What is expected:
Reproduce the following listing verbatim, line for line.

── Information supplied

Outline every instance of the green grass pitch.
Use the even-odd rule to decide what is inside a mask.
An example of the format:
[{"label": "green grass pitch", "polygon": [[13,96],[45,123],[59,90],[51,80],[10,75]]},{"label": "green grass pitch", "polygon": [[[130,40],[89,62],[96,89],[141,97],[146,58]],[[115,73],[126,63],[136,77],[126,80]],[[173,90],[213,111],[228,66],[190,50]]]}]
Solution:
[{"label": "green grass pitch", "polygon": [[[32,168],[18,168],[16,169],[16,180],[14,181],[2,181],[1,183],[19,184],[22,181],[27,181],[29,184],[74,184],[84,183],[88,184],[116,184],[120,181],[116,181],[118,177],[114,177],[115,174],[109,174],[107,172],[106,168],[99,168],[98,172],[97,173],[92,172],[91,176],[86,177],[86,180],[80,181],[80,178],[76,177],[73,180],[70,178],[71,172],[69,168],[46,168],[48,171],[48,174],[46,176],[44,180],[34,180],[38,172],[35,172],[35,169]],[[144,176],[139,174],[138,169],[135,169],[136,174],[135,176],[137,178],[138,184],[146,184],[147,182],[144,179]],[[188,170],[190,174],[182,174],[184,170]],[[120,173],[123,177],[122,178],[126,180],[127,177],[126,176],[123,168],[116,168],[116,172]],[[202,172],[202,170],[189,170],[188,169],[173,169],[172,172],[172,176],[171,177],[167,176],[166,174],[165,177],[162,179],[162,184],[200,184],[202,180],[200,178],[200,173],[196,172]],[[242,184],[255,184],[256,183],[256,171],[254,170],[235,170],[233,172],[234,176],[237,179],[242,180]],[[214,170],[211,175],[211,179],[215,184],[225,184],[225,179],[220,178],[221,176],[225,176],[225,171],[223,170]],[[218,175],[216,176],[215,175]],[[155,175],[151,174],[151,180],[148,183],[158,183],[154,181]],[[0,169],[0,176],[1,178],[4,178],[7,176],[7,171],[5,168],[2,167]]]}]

────

The reply:
Outline every instance of the green grass pitch.
Use the even-odd rule to decide what is inside a mask.
An example of the format:
[{"label": "green grass pitch", "polygon": [[13,96],[45,123],[59,90],[51,80],[10,75]]},{"label": "green grass pitch", "polygon": [[[130,40],[89,62],[96,89],[141,97],[146,58]],[[115,73],[126,63],[136,77],[126,80]],[[173,90],[213,111],[228,66],[190,50]]]}]
Solution:
[{"label": "green grass pitch", "polygon": [[[32,168],[18,168],[16,169],[16,180],[14,181],[2,181],[1,183],[19,184],[22,181],[27,181],[29,184],[74,184],[84,183],[88,184],[116,184],[120,181],[116,181],[118,177],[114,177],[115,174],[109,174],[107,172],[106,168],[99,168],[98,172],[97,173],[92,172],[91,176],[86,177],[86,180],[80,181],[80,178],[76,177],[73,180],[70,178],[71,172],[69,168],[46,168],[48,171],[48,174],[46,176],[44,180],[34,180],[38,172],[35,172],[35,169]],[[144,176],[139,174],[138,169],[135,169],[136,174],[135,176],[137,178],[138,184],[146,184],[147,182],[144,179]],[[188,170],[190,174],[182,174],[184,170]],[[120,173],[123,177],[122,178],[126,180],[127,177],[126,176],[123,168],[116,168],[116,172]],[[202,172],[202,170],[189,170],[188,169],[173,169],[172,172],[172,176],[171,177],[167,176],[166,174],[165,177],[162,179],[162,184],[200,184],[202,180],[200,178],[200,173],[196,172]],[[242,184],[255,184],[256,183],[256,171],[254,170],[235,170],[233,172],[234,176],[237,179],[242,180]],[[214,170],[211,175],[211,179],[215,184],[225,184],[225,179],[220,178],[221,176],[225,176],[225,171],[223,170]],[[218,175],[216,176],[215,175]],[[155,175],[151,174],[151,180],[148,183],[158,183],[154,181]],[[0,169],[0,176],[1,178],[4,178],[7,176],[7,171],[5,168],[2,167]]]}]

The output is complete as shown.